Silicone, not to be confused with Silicon, a chemical element that exists in nature, was first polymerized in the late 19th century. Not much was done with it until the 1930s when a chemist at Dow Corning refined it for use as a lubricant in submarines and planes. The first known medical use of silicone was during World War II as a lubricant for glass syringes.
Since then, silicone has regularly been used in electronics, cookware, the automotive industry, and especially in the medical field due to its biocompatibility. Silicone is used in liquid form as a lubricant, and in gel form as bandages, dressings, breast implants, contact lenses and more. Because silicone is extremely biocompatible, studies have shown no marked harmful effects on humans or the environment.
Despite the science, in the 1980’s several diseases were directly attributed to breast implants. Fear and panic spread as the media spun stories of breast implants causing various maladies even though existing research did not corroborate the reports.
Surgeon and historian Jack C. Fisher, author of Silicone on Trial: Breast Implants and the Politics of Risk, sits down with Dr. David Granet to discuss the controversial history of silicone medical devices – including breast implants. Though the fear surrounding their usage was unwarranted and not based in scientific fact, battles waged about their safety and government regulation followed suit. Dr. Fisher argues that regulatory policy should rely on valid science and not on the fear of risk.

- Work task -
List every field or industry in which the passage on silicone says silicone has regularly been used since World War II. The lines that come next have nothing to do with the passage on silicone.

- Given information -
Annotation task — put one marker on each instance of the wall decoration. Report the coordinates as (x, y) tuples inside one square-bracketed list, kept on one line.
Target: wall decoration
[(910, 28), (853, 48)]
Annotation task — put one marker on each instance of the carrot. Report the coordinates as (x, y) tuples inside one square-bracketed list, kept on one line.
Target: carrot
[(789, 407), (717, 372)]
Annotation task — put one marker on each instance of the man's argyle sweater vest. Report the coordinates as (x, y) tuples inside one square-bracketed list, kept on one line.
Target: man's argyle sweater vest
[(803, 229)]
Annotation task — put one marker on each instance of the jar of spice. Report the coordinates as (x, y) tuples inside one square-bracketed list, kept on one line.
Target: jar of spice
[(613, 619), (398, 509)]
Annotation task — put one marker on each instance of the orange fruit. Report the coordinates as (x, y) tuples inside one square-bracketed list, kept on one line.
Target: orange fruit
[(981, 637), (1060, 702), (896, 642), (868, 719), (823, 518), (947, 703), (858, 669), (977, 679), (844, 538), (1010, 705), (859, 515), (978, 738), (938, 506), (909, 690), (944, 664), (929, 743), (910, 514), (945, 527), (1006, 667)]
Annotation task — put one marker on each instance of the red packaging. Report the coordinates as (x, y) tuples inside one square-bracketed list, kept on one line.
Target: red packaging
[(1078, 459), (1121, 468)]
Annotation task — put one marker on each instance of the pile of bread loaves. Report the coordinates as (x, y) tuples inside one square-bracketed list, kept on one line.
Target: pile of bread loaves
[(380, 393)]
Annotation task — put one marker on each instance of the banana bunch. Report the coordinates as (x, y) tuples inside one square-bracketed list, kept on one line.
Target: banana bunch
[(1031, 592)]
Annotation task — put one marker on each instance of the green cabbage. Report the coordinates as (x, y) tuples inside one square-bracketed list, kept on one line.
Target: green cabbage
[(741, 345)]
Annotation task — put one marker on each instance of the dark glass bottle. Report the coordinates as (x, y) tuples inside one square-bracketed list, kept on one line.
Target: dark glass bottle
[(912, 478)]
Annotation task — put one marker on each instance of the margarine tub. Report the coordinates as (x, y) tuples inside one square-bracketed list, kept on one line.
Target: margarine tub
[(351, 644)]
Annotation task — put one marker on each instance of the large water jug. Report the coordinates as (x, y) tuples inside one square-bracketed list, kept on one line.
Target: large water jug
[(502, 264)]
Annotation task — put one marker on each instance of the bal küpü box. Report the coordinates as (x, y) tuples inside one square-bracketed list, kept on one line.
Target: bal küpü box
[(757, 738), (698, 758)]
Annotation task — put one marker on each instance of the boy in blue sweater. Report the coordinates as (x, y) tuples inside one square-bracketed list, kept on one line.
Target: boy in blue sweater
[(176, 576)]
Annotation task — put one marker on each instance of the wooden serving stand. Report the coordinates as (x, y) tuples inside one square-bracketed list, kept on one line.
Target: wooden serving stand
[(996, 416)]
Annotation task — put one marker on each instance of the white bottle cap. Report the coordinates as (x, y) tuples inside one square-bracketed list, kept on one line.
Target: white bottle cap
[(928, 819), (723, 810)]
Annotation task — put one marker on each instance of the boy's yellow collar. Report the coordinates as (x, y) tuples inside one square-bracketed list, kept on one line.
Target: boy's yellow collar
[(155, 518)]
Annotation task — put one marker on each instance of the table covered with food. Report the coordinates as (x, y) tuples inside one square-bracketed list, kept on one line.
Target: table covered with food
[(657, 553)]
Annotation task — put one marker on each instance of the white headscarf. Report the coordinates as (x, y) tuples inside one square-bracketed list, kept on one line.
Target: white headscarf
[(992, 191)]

- Response -
Electronics, cookware, the automotive industry, and the medical field.